-- Start --
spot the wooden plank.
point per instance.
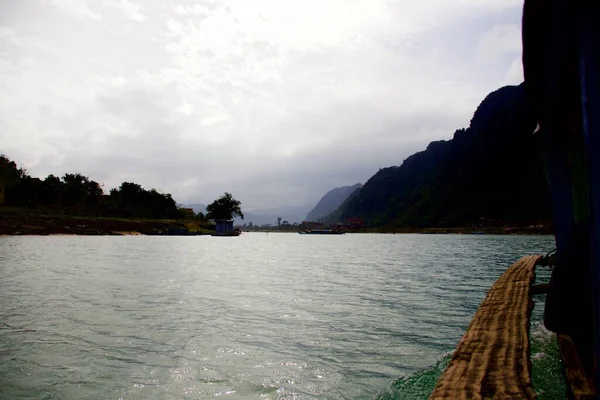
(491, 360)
-- End --
-- Start --
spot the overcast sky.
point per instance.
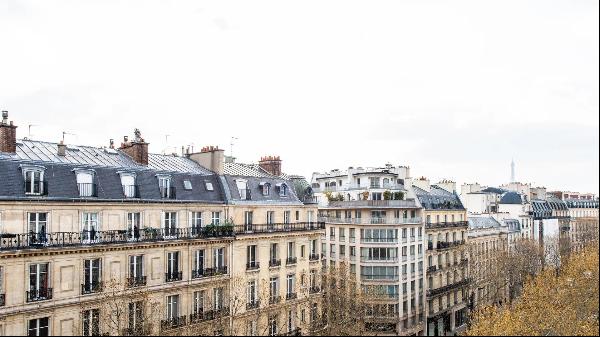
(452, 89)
-- End --
-- Start --
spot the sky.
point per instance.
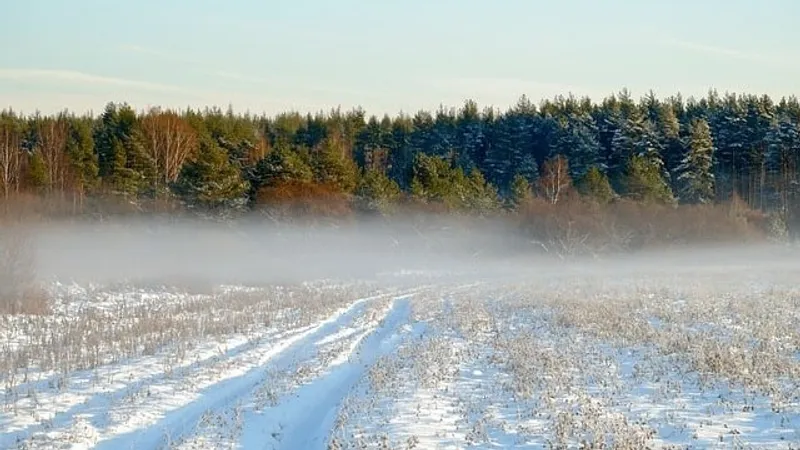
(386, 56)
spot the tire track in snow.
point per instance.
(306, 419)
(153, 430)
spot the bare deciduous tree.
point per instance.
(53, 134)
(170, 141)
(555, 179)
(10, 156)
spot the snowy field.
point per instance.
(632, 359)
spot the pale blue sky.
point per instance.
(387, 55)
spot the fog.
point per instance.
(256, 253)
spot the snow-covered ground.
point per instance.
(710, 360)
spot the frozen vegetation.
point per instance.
-- End --
INSTRUCTIONS FOR THE TASK: Count the lines above that contain the word "spot", matching case exactly, and give only that number.

EXPECTED ANSWER: 10